▶ [WHAT IS EXPECTED]:
Output exactly, with nothing added, the entries from the first line through the line with "Query: blue bracelet".

▶ [Referring expression pointing data]:
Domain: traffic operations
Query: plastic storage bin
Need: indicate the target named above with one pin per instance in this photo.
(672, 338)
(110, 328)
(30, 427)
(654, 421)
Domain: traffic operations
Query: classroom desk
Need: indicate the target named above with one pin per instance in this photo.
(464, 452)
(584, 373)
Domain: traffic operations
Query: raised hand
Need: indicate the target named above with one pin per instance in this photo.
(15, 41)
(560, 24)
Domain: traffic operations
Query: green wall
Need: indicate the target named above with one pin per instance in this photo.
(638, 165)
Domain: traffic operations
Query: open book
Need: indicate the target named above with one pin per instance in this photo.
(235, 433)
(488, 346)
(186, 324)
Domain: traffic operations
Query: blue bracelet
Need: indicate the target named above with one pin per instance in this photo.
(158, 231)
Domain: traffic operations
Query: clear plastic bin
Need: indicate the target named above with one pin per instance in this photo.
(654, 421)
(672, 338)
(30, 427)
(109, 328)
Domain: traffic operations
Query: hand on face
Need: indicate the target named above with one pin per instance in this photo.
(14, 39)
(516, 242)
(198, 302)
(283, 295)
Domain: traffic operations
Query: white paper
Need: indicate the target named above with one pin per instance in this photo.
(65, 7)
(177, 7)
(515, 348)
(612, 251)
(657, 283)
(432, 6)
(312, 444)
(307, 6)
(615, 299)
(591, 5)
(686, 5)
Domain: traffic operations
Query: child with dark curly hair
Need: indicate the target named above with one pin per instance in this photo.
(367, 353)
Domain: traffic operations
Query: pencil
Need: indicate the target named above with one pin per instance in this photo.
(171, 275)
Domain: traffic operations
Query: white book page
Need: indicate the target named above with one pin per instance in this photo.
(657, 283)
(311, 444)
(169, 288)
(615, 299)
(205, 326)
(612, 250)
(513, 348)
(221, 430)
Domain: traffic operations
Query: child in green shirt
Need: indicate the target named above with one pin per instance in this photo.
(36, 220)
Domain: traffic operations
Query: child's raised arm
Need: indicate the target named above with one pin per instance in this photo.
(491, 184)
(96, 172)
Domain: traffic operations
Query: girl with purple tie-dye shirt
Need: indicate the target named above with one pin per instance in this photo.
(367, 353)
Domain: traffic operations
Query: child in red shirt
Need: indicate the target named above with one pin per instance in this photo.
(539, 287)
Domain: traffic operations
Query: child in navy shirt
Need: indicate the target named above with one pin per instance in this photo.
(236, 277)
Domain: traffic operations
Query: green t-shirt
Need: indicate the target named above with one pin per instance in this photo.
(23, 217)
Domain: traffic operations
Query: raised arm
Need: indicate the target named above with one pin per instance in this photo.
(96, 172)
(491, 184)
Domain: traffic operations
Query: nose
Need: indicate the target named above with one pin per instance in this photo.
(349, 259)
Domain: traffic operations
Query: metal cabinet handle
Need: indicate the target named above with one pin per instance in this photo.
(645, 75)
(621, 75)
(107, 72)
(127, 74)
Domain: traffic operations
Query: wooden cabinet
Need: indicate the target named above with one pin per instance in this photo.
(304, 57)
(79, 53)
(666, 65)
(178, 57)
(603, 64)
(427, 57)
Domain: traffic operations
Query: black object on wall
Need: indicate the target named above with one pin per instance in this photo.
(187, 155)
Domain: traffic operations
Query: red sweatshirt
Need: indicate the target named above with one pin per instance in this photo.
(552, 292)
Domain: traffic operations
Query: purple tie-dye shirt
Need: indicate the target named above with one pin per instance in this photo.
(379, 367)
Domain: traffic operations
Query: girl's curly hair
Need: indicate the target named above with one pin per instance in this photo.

▶ [WRITTEN SOLUTION]:
Domain: traffic operations
Query: plastic storage bin
Need: indicate the target named above with one pin per instance in this photo.
(672, 338)
(110, 328)
(30, 427)
(654, 421)
Domain: traffic operations
Query: classroom desk
Need: indicate the target named above with one pin per instance in this photo.
(464, 452)
(584, 373)
Domain: traffic operations
Query: raised hand
Need: indicate the target named above with one pin per instance in this photo.
(15, 41)
(560, 24)
Domain: traffic operations
Query: green wall
Need: indicate the target named above with one pin per instance in this photo.
(638, 165)
Domain: traffic operations
Query: open book
Need: indicate the target named above with one pin per instance in this photo.
(235, 433)
(488, 346)
(186, 324)
Domain: traffic operations
Query: blue bracelet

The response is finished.